→ Page excerpt:
Post by Guest » Tue Jul 08, 2003 5:13 am

What do you think of the difference between the rolled transition (FCR ramps) and the angled one. I see it more of an issue off of the platform...

nice ramp though. We need on here in the east coast!

Howard Gordon
1953-2010 (RIP)
1953-2010 (RIP)
Posts: 141
Joined: Thu Aug 22, 2002 2:00 am
Location: San Luis Obispo
Contact:

Post by Howard Gordon » Tue Jul 08, 2003 6:02 am

Hard to say. We do have a modest roll-in at the top, and the bottom transition is similar to FCR, but otherwise straight. This ramp is a fair bit taller and steeper than FCR, but it's not particularly scary. The FCR "s" transition does provide perhaps a bit better platform for a launching pump toward the bottom.

I'll bet there are craftsmen in your part of the world who are far more competent in building something like this. All I had was a photo and a vague recollection of how other ramps were constructed, and this came out okay.

Jani Soderhall
ISSA President 2011-2020
ISSA President 2011-2020
Posts: 4175
Joined: Thu Aug 22, 2002 2:00 am
Location: Sweden, lives in France
Contact:

Post by Jani Soderhall » Tue Jul 08, 2003 12:15 pm

I like both straight and S-shaped ramps. I'm not sure it really makes a difference. But it is important to have a good transition at the bottom for the straight ramps, so that you don't hit the bottom at too much of an angle. I'm sure the S-shaped ramps accomplish this task better.

At the top the main thing is not to make the slope too steep as longer boards may scratch the edge going down. Once again, S-shaped ramps may be better at that.

The most important factor for all ramps in my opinion is to stay put. Ie when you pull away, the ramp mustn't move. This can be accomplished by making an overall heavy ramp, but the easiest way to do it is probably to make a long enough platform up on the top.

I'm a bit surprised that the rear legs are not connected in any way to the other legs. If they would be connected, even with a very weak piece, they'd hold together better if you need to move or slide the ramp a few feet.

→ Data to process:
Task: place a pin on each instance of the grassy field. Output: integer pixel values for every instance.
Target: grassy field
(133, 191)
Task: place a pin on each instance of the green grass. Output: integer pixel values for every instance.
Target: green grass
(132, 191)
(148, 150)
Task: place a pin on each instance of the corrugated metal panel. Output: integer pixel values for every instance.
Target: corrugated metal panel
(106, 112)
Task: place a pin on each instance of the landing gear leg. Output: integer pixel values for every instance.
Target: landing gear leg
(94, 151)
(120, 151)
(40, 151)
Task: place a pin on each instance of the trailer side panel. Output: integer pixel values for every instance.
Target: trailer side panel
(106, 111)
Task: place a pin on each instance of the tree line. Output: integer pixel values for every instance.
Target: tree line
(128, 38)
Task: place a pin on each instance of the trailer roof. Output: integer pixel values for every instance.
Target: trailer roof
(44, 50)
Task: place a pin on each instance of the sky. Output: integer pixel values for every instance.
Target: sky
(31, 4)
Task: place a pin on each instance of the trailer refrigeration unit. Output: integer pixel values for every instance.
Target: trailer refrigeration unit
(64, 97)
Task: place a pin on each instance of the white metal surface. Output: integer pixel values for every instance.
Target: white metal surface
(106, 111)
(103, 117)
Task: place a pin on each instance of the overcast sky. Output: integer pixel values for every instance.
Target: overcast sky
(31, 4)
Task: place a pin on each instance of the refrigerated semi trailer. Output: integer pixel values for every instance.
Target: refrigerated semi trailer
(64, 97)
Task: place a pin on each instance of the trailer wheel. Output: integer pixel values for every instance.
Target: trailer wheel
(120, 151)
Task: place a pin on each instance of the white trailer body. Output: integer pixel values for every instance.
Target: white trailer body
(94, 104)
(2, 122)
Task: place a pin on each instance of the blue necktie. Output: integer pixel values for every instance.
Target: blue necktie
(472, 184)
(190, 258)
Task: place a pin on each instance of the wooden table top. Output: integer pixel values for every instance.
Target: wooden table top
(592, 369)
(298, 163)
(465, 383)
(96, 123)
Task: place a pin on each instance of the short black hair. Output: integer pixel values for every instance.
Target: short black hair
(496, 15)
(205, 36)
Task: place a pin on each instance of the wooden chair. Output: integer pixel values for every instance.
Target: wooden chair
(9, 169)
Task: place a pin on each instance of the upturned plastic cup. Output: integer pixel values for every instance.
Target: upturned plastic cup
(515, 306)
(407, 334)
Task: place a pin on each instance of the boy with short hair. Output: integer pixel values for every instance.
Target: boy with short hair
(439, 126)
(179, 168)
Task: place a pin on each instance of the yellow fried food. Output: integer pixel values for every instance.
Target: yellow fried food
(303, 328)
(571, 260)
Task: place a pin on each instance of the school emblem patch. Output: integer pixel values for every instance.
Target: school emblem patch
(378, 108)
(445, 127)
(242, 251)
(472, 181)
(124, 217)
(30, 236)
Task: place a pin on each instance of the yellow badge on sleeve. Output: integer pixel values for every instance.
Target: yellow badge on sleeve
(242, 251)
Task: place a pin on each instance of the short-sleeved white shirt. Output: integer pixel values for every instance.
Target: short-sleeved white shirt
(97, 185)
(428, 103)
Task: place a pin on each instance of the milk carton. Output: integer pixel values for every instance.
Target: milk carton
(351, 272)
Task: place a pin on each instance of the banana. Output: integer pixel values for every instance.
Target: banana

→ Task instructions:
1. List the name given in every "Post by" line of the ramp forum thread.
2. Pick out every line of the records that contains the string "patch".
The ramp forum thread and the records come from separate, unrelated sources.

→ Responses for each task:
1.
Guest
Howard Gordon
Jani Soderhall

2.
Task: place a pin on each instance of the school emblem patch. Output: integer pixel values for every instance.
Target: school emblem patch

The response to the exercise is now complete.